- WHAT IS NEEDED: Reproduce the following records line for line, with no changes.

Top of DATA FOR THIS EXERCISE

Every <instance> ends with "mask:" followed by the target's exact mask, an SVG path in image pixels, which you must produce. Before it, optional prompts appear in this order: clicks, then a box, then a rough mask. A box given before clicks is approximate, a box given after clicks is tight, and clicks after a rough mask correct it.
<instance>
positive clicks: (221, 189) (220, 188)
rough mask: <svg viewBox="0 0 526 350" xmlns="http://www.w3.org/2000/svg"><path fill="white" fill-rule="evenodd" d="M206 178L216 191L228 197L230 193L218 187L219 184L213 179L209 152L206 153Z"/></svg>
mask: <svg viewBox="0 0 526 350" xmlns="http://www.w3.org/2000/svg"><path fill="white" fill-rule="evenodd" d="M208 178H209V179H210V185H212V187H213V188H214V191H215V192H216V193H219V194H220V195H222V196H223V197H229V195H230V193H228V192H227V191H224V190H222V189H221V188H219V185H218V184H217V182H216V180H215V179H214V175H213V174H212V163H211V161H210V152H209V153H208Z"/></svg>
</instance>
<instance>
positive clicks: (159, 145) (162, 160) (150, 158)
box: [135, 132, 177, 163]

Bottom of DATA FOR THIS EXERCISE

- RESPONSE TO THE EXERCISE:
Every <instance> ends with "mask:" followed by the target's exact mask, an SVG path in image pixels, which you must produce. Before it, optional prompts appear in this order: clicks, then a box, then a rough mask. A box given before clicks is approximate, a box given after clicks is tight, and clicks after a rough mask correct it.
<instance>
positive clicks: (221, 189) (220, 188)
rough mask: <svg viewBox="0 0 526 350" xmlns="http://www.w3.org/2000/svg"><path fill="white" fill-rule="evenodd" d="M206 178L216 191L228 197L230 193L218 187L219 184L213 179L209 152L206 153Z"/></svg>
mask: <svg viewBox="0 0 526 350" xmlns="http://www.w3.org/2000/svg"><path fill="white" fill-rule="evenodd" d="M208 178H209V179H210V185H212V187H213V188H214V191H215V192H216V193H219V194H220V195H222V196H223V197H229V195H230V193H228V192H227V191H224V190H222V189H221V188H219V185H218V184H217V182H216V180H215V179H214V175H213V174H212V163H211V161H210V152H209V153H208Z"/></svg>
</instance>
<instance>
positive clicks: (159, 145) (162, 160) (150, 158)
box: [135, 132, 177, 163]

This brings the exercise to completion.